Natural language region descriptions
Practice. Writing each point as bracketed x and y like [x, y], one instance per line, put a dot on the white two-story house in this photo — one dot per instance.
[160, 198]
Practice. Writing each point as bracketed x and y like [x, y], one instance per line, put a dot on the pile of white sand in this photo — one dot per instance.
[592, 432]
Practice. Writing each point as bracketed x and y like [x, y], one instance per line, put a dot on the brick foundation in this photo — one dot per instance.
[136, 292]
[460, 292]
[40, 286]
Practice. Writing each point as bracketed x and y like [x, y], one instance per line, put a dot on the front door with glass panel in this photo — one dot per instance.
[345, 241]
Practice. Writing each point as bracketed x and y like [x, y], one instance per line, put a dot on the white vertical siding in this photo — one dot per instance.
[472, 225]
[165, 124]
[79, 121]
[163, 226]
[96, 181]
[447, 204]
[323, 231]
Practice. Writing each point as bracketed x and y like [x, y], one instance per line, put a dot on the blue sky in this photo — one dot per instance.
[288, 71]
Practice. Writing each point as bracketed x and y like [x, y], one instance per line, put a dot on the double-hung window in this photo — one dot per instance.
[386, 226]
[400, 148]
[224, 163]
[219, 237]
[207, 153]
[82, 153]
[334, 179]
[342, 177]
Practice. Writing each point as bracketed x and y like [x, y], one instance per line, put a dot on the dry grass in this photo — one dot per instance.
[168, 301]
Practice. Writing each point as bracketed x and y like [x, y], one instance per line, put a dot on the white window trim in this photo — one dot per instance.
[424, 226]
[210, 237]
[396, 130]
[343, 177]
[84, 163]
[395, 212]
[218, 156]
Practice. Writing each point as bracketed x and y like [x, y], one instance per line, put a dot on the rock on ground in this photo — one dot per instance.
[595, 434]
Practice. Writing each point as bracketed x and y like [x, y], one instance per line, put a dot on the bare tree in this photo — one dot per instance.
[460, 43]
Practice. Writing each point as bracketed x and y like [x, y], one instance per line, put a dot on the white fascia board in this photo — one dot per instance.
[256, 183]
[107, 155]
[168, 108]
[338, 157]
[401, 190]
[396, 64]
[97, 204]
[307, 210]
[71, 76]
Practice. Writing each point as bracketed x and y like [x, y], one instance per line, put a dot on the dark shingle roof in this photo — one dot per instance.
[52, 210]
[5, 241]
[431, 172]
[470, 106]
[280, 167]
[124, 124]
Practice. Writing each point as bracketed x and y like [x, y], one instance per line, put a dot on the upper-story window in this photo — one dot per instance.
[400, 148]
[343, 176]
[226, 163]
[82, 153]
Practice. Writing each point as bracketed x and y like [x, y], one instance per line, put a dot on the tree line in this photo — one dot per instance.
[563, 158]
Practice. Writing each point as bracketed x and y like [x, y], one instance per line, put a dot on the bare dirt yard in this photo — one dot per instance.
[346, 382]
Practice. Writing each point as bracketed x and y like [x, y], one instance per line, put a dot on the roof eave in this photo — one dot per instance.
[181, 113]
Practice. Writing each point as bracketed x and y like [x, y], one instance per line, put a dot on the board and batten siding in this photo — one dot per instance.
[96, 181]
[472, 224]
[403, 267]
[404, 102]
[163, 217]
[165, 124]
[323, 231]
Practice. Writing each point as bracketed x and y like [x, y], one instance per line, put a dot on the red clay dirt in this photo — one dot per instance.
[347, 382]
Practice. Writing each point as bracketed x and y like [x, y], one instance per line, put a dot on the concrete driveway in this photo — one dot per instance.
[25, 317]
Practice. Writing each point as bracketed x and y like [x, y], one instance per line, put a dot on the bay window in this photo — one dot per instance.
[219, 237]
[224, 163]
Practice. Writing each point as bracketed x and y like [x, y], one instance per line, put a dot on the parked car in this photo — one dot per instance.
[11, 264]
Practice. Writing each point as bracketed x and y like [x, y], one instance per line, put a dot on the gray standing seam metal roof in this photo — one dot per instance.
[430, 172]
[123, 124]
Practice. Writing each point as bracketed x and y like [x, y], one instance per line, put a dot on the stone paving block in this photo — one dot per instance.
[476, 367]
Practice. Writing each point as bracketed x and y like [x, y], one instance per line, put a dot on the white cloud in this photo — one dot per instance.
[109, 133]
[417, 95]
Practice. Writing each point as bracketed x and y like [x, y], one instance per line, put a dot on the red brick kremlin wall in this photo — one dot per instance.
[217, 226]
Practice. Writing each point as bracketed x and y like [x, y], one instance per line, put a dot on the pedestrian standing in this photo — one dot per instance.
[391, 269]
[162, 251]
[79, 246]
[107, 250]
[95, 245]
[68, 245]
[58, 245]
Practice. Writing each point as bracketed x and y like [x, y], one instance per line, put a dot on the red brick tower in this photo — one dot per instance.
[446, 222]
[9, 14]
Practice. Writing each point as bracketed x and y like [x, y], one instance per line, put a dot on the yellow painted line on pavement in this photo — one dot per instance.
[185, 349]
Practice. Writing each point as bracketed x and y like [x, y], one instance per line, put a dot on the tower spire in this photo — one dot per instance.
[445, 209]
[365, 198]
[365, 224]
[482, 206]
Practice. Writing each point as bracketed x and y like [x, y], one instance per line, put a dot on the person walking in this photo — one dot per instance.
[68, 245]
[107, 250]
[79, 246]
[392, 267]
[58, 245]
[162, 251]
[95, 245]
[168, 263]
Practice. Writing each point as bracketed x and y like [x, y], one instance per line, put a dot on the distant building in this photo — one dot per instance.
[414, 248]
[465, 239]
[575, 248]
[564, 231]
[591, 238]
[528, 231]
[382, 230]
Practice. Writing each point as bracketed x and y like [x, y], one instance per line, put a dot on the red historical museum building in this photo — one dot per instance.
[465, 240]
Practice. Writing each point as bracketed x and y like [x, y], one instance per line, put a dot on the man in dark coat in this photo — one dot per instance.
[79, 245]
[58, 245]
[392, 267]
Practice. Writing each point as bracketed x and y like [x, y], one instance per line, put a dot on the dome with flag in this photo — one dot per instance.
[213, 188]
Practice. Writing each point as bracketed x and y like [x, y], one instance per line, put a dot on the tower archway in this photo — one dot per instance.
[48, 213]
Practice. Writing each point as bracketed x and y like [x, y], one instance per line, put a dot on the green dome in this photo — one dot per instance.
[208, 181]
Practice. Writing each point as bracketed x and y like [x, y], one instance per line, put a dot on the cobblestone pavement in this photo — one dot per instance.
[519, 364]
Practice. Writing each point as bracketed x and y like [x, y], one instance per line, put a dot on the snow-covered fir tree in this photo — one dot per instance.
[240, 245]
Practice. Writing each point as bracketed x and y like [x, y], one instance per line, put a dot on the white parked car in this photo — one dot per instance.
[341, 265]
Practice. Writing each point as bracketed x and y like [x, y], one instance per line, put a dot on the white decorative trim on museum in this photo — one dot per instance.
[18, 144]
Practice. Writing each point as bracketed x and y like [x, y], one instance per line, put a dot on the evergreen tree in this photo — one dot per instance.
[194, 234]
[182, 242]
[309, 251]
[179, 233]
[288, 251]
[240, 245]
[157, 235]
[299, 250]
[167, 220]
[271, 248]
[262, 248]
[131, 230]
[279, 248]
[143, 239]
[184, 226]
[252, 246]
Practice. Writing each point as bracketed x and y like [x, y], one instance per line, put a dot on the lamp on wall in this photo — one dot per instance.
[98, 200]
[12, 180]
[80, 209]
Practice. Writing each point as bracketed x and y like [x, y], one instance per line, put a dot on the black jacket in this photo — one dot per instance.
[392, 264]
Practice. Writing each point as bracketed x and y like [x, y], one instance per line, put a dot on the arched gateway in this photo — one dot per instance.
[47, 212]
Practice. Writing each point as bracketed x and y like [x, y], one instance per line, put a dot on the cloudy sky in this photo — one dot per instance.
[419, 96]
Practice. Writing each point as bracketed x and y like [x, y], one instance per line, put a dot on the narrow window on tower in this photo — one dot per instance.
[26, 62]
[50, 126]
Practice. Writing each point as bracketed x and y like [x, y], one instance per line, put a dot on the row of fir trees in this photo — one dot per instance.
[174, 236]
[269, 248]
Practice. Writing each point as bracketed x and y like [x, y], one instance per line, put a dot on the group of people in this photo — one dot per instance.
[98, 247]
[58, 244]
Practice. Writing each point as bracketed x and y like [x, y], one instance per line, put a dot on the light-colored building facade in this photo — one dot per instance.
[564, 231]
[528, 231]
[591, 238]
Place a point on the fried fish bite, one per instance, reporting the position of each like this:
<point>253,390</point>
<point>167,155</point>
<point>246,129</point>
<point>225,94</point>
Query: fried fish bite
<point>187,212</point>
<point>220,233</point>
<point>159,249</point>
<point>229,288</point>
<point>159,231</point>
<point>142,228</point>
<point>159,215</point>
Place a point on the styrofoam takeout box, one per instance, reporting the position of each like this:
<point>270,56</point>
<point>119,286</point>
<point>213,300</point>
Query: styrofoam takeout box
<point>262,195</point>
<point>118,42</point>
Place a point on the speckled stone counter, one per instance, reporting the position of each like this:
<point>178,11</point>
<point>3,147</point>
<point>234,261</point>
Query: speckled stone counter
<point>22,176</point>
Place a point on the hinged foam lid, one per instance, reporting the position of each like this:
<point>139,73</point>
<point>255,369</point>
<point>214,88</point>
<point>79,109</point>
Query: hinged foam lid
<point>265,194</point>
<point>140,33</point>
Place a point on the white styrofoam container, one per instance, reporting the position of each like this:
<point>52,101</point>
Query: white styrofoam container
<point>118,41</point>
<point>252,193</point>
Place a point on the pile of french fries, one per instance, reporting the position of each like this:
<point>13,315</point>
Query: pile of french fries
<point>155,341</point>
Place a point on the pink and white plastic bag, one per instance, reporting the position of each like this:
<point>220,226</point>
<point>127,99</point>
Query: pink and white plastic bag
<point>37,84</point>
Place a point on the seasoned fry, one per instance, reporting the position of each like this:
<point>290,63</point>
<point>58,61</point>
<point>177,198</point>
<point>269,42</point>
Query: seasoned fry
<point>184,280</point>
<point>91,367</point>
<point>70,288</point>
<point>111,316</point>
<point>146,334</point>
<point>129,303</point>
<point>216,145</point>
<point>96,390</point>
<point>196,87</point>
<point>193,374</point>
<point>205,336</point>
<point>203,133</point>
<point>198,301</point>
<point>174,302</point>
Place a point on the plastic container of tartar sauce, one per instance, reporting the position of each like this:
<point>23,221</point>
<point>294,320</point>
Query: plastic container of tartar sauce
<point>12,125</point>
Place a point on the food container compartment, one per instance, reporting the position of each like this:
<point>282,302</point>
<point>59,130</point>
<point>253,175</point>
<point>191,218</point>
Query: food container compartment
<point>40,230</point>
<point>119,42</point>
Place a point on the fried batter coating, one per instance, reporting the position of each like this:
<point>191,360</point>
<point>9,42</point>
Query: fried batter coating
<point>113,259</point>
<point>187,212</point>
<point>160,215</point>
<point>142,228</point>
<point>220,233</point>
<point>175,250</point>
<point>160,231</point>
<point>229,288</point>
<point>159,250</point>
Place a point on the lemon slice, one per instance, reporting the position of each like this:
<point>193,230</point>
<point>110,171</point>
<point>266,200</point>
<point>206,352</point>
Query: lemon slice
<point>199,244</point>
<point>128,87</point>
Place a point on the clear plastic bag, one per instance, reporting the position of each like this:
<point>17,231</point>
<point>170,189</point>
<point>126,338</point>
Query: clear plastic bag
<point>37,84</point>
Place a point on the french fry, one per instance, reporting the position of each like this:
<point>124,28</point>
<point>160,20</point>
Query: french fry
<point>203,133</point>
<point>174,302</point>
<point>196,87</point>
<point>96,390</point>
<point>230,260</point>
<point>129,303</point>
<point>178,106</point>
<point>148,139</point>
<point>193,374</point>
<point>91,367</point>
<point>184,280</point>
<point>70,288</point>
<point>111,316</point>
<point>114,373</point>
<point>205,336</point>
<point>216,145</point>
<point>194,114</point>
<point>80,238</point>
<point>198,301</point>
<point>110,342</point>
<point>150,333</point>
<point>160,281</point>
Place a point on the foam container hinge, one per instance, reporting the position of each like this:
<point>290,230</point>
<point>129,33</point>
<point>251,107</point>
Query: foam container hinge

* **Exercise prompt**: Give back, exactly as written, the stretch from the line with "<point>253,390</point>" through the line with "<point>234,261</point>", and no other lines from the records above.

* **Your solution**:
<point>253,390</point>
<point>167,155</point>
<point>246,129</point>
<point>225,94</point>
Query: fried fish bite
<point>187,212</point>
<point>220,233</point>
<point>159,249</point>
<point>229,288</point>
<point>159,231</point>
<point>142,228</point>
<point>159,215</point>
Place a point on the styrofoam takeout box, one per instance, reporting the position of each like this:
<point>270,56</point>
<point>119,286</point>
<point>213,300</point>
Query: styrofoam takeout box
<point>262,195</point>
<point>118,42</point>
Place a point on the speckled stone counter, one per instance, reporting the position of each like this:
<point>178,11</point>
<point>3,147</point>
<point>234,261</point>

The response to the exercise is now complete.